- Required work
Make an exact copy of the records below, excluding images.

---*---

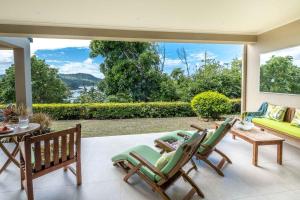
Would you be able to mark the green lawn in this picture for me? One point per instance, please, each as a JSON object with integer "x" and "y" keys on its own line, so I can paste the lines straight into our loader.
{"x": 96, "y": 128}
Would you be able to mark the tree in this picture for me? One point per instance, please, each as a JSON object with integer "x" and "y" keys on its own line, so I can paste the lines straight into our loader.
{"x": 129, "y": 68}
{"x": 90, "y": 96}
{"x": 279, "y": 74}
{"x": 216, "y": 77}
{"x": 47, "y": 87}
{"x": 182, "y": 55}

---*---

- The answer
Would you be able to mark the green lawn in this picture for me? One point per instance, please, each as a JSON object with integer "x" and "y" keys on its own line, so I can paste the lines straight into our loader.
{"x": 96, "y": 128}
Would you be able to mark the tree in this picture for me? One point per instance, please, each as a JSON object with integer "x" and "y" keys on its own line, so I can paste the lines straight into our loader.
{"x": 129, "y": 68}
{"x": 90, "y": 96}
{"x": 279, "y": 74}
{"x": 216, "y": 77}
{"x": 47, "y": 87}
{"x": 182, "y": 55}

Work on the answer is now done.